- [INSTRUCTIONS FOR THE TASK]
Pick up the SSDI guide after its last sentence and continue writing it.

- [READING PASSAGE]
Social Security Disability Insurance (SSDI) exists to replace income for people who can no longer work due to a serious medical condition. But "how to get it" isn't a single step — it's a process with distinct stages, specific requirements, and decisions that build on each other. Understanding the full picture helps you move through it more deliberately.
SSDI is a federal insurance program funded through payroll taxes. To be eligible, you must have worked long enough and recently enough to have earned sufficient work credits. In 2024, you earn one credit for every $1,730 in covered wages, up to four credits per year. Most people need 40 credits total, with 20 earned in the last 10 years — though younger workers may qualify with fewer.
This distinguishes SSDI from SSI (Supplemental Security Income), which is needs-based and doesn't require a work history. The two programs have different rules, different payment structures, and different health coverage pathways. Some people qualify for both simultaneously — a status called dual eligibility.
SSA doesn't approve claims based on a diagnosis alone. What matters is whether your condition prevents you from performing substantial gainful activity (SGA) — meaning work that earns above a certain monthly threshold (adjusted annually; $1,550/month in 2024 for most applicants).
SSA evaluates this through a five-step sequential process:
Your RFC is a detailed assessment of what you can still do physically and mentally — how long you can sit, stand, lift, concentrate, and so on. It becomes the backbone of decisions at steps 4 and 5.
You can apply online at SSA.gov, by phone, or in person at a local SSA office. You'll need:
After you apply, SSA forwards your medical file to your state's Disability Determination Services (DDS) office. A DDS examiner — working with a medical consultant — reviews your records and issues an initial decision. This stage typically takes three to six months, though backlogs vary by state and case complexity.
Most initial applications are denied. That denial isn't the end.
| Stage | Who Reviews | Typical Timeline |
|---|---|---|
| Initial Application | DDS examiner | 3–6 months |
| Reconsideration | Different DDS examiner | 3–5 months |
| ALJ Hearing | Administrative Law Judge | 12–24+ months |
| Appeals Council | SSA Appeals Council | Varies widely |
If you disagree with a denial, you have 60 days to request the next level of review. Missing that window can mean starting over.
The ALJ hearing is where many claimants first succeed. Unlike earlier stages — which are paper reviews — this is a live (often video) proceeding where you can present testimony, call witnesses, and have a representative. Approval rates at the hearing level have historically been higher than at initial review, though they vary by judge and case.
If the Appeals Council denies review, you can take your case to federal district court.

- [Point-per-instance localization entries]
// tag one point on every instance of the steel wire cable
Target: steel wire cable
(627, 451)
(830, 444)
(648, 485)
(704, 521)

- [YOUR RESPONSE]
SSDI benefit amounts are calculated from your Average Indexed Monthly Earnings (AIME) — a formula based on your lifetime earnings record. There's no flat rate. In 2024, the average monthly SSDI payment is approximately $1,537, but individual payments range considerably based on work history.
Two important mechanics:
The five-month waiting period. SSDI benefits don't begin until five full months after your established onset date — the date SSA determines your disability began. This waiting period is built into the program and applies to almost everyone.
Back pay. If your application took months or years to process, you may be owed retroactive benefits going back to your onset date (minus the five-month wait). For SSDI, retroactive benefits can go back up to 12 months before your application date if your disability began earlier. For long cases, back pay can be substantial.
Benefits also receive annual cost-of-living adjustments (COLAs), which are tied to inflation measures and announced each fall.
SSDI recipients become eligible for Medicare after 24 months of receiving benefits — not 24 months after applying. The clock starts from your first payment month. During that window, many people rely on Medicaid, private coverage, or marketplace plans. Some conditions (ALS, end-stage renal disease) trigger immediate Medicare eligibility.
SSA offers built-in protections for people who want to test whether they can return to work:
These work incentives are often misunderstood or underused. Knowing they exist changes how you might think about the path forward.
Two people with the same diagnosis can have very different outcomes — because their age, RFC findings, work history, education level, and the specific evidence in their file all shape how SSA weighs the five-step analysis. A 58-year-old with a limited work history faces a different grid analysis than a 35-year-old with a graduate degree. A well-documented file moves differently than one with gaps in treatment.
The program's rules are consistent. How they apply to any one person is not.